### [Task details]
Update these lines so that "elderly man's hand" is replaced with "older man's hand", keeping everything else the same. Leave the pictures out of your answer.

### [Records for processing]

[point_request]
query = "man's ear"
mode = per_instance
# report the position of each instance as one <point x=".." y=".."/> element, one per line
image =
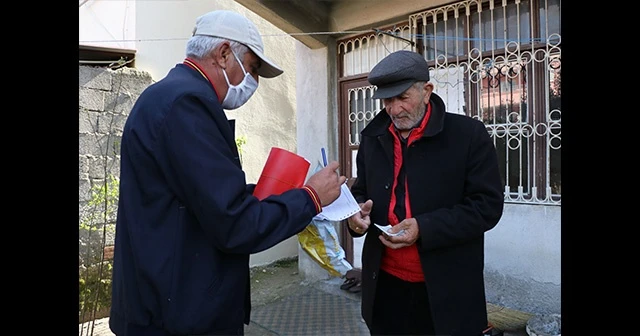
<point x="221" y="53"/>
<point x="428" y="88"/>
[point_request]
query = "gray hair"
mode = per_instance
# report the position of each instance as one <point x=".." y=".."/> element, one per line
<point x="199" y="46"/>
<point x="419" y="84"/>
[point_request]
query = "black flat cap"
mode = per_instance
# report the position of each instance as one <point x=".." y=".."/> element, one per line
<point x="395" y="73"/>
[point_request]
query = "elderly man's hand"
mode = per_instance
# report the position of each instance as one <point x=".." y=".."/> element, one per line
<point x="409" y="237"/>
<point x="360" y="221"/>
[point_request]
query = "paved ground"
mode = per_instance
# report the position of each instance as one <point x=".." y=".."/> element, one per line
<point x="284" y="304"/>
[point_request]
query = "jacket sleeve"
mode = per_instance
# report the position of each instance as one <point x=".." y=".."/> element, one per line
<point x="201" y="168"/>
<point x="481" y="204"/>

### [Final result]
[point_request]
query = "man's ear"
mode = per_instance
# report the position of each instance as one <point x=".." y=".."/> element, one per line
image =
<point x="221" y="53"/>
<point x="428" y="88"/>
[point_request]
query = "gray hair"
mode = per_instance
# report the position of each instance as one <point x=".." y=".."/> element, one per line
<point x="199" y="46"/>
<point x="419" y="84"/>
[point_request]
query = "black flat cap"
mode = per_instance
# report the position of each instance as one <point x=".." y=".."/> element, one per line
<point x="395" y="73"/>
[point_request]
query = "older man's hand"
mode = per_instance
# report the position of each instance as one <point x=".." y=".."/> element, one per line
<point x="409" y="237"/>
<point x="360" y="221"/>
[point_request]
query = "paved ground"
mode = per_instance
# report the position of each instance as one <point x=".." y=".."/> element, one per line
<point x="284" y="304"/>
[point_request]
query = "jacket sleeve"
mode = per_instance
# report the position of each instance as one <point x=".." y=".."/> element, one per line
<point x="201" y="168"/>
<point x="481" y="204"/>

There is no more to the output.